DATA SECTION:

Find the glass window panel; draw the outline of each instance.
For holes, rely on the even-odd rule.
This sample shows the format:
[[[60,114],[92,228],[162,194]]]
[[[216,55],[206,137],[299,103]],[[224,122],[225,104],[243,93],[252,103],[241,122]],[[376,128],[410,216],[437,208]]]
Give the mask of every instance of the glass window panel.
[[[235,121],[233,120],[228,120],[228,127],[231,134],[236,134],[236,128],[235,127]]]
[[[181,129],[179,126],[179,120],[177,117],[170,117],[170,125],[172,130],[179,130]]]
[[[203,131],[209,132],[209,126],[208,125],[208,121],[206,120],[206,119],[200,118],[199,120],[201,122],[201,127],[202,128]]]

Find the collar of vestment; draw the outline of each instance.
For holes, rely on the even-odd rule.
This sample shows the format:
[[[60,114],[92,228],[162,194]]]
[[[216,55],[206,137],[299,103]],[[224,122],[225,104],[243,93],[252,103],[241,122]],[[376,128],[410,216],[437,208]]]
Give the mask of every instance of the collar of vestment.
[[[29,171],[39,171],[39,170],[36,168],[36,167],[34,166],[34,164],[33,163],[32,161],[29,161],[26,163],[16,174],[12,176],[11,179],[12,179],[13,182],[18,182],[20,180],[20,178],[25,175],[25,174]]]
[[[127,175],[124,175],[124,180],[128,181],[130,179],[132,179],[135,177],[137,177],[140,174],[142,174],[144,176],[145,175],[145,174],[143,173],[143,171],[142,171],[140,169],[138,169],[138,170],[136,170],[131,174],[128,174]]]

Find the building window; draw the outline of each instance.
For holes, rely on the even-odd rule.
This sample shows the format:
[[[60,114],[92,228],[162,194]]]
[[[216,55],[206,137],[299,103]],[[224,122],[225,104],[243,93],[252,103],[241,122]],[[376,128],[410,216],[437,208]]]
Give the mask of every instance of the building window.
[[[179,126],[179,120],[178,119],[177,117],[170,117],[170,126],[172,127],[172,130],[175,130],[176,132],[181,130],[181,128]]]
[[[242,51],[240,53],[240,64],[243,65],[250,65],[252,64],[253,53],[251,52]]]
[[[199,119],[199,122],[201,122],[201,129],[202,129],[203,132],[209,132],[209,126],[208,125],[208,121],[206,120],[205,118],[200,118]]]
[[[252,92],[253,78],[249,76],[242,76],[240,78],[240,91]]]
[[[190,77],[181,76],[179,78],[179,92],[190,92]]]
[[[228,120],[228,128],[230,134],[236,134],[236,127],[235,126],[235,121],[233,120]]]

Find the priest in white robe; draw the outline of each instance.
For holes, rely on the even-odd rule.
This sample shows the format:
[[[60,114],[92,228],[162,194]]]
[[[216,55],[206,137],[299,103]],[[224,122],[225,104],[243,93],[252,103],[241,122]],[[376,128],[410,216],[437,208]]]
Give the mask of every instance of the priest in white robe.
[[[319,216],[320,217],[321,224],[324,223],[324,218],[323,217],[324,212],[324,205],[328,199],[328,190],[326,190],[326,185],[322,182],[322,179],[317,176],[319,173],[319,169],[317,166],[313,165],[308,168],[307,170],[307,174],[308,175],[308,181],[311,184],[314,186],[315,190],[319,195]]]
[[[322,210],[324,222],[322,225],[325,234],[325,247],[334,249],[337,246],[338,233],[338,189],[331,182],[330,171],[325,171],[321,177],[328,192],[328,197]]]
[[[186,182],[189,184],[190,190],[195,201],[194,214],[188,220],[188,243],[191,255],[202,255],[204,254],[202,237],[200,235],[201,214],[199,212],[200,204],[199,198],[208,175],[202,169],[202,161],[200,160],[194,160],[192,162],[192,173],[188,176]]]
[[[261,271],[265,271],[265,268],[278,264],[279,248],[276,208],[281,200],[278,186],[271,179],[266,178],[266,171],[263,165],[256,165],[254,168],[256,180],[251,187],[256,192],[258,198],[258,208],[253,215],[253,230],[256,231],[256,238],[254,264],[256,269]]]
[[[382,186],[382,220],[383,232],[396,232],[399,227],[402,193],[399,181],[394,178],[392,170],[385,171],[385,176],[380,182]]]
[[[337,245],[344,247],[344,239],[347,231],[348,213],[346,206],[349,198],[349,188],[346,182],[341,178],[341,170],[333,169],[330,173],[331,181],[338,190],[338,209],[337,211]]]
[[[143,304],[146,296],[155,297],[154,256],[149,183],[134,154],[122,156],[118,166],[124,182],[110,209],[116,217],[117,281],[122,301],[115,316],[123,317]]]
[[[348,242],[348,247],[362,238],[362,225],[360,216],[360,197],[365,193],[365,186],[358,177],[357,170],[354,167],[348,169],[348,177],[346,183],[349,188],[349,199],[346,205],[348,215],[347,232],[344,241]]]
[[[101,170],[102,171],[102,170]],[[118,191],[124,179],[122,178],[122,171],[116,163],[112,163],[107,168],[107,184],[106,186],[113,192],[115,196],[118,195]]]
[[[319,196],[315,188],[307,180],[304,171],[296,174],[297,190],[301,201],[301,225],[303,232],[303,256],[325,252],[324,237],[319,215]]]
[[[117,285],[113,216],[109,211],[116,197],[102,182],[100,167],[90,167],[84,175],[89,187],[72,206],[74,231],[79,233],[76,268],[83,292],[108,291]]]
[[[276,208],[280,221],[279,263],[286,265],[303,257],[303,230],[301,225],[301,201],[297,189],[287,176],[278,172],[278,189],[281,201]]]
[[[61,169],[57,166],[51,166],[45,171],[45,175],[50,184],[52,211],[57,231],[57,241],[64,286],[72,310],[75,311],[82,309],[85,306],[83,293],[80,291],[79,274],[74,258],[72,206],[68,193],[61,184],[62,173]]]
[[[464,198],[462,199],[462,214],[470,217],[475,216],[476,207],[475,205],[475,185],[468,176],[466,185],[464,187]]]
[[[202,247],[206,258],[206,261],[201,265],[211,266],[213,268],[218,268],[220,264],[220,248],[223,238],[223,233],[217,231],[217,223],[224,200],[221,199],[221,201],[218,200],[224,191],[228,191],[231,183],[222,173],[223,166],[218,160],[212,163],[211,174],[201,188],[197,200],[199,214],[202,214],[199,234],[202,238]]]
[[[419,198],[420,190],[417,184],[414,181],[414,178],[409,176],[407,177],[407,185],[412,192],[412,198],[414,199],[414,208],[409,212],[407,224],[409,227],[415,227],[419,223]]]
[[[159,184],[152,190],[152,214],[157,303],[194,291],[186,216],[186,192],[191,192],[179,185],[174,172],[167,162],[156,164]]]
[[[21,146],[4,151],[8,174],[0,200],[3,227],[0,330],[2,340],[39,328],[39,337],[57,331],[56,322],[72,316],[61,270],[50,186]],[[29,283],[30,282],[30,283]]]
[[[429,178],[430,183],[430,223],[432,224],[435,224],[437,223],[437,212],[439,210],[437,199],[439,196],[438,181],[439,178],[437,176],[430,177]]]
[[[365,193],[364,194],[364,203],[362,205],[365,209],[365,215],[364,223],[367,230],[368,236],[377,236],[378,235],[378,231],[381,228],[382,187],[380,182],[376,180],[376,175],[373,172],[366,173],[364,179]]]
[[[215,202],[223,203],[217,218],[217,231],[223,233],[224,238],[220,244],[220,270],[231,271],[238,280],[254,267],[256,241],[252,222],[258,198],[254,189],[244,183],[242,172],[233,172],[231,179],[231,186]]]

---

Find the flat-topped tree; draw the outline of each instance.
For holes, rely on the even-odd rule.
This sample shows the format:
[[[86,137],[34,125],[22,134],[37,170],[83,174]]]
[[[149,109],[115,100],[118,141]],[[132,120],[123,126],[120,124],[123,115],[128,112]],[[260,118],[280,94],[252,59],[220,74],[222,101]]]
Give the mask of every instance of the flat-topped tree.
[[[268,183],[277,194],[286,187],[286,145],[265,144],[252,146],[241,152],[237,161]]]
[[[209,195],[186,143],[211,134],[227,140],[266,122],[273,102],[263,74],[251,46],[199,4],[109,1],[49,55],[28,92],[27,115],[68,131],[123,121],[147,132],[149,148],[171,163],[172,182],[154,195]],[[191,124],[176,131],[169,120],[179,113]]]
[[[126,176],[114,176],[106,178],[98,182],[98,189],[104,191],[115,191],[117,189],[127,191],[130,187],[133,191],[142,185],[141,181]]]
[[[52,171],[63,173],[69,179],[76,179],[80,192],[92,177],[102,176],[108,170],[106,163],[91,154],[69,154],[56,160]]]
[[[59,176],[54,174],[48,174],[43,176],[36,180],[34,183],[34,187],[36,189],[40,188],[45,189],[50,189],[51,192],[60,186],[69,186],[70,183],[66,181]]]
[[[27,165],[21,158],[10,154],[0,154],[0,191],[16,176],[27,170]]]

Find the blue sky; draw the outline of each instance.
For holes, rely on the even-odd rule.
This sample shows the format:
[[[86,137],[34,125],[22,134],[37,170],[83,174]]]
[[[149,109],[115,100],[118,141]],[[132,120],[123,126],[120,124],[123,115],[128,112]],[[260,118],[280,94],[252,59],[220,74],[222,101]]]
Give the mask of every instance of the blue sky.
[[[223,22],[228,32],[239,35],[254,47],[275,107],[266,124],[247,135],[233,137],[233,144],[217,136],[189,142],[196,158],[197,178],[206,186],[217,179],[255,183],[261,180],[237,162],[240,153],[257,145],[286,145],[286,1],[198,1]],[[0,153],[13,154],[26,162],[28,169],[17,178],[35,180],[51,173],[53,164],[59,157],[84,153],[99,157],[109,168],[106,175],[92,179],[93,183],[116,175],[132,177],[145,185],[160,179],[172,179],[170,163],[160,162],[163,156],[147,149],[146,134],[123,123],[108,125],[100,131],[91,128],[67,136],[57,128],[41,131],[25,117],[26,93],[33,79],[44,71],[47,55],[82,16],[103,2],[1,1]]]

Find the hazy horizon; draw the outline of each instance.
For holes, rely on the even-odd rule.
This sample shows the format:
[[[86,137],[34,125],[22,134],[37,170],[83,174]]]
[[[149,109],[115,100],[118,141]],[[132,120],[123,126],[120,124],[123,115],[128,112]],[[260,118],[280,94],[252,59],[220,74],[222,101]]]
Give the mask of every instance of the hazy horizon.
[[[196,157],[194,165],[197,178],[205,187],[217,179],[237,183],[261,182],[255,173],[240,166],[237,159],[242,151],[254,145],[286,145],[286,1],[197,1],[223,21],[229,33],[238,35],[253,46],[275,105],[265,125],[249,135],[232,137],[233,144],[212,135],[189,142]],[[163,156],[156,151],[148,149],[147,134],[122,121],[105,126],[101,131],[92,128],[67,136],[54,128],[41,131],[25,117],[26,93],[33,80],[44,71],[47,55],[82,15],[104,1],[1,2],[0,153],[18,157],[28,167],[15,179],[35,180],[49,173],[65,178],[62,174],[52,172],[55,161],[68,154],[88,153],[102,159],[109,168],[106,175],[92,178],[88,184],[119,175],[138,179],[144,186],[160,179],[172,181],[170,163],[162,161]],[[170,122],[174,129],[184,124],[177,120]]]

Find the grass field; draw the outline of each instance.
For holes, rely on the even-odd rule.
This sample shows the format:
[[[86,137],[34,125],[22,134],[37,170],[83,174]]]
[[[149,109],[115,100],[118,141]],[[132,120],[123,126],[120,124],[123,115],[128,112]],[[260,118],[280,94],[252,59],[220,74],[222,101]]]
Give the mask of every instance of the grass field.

* * *

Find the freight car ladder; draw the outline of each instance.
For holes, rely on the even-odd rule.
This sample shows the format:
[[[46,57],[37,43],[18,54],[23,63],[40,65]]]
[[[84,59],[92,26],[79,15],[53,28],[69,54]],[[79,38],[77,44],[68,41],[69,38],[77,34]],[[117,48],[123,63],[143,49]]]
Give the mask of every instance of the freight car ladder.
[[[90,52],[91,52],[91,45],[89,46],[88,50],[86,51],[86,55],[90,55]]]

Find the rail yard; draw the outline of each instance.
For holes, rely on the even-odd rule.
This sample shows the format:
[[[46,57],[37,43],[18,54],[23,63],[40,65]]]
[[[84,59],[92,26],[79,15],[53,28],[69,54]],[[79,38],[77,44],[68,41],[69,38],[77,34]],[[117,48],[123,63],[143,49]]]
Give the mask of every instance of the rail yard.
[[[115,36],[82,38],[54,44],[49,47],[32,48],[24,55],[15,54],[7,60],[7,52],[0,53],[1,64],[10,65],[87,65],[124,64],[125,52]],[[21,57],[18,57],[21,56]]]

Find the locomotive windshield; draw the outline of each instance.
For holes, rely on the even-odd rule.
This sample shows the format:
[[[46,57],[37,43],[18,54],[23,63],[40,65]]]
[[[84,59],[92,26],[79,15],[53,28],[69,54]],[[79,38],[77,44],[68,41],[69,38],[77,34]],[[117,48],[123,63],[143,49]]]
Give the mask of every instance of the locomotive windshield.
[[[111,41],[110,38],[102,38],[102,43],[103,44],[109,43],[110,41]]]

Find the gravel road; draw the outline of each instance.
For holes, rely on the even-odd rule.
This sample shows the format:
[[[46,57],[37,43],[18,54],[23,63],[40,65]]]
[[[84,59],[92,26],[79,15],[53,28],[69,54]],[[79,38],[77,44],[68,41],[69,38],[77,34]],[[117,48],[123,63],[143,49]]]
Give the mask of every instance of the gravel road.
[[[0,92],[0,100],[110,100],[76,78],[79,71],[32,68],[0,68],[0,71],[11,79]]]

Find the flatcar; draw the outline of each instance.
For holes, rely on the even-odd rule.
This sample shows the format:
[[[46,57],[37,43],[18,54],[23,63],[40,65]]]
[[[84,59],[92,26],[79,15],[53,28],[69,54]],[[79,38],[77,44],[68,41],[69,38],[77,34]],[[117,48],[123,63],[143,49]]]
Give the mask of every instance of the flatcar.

WRITTEN REQUEST:
Gather every line of the listing that contains the word "gravel", treating case as significant.

WRITTEN ANSWER:
Find the gravel road; draw the outline of each instance.
Give the mask of every instance of the gravel road.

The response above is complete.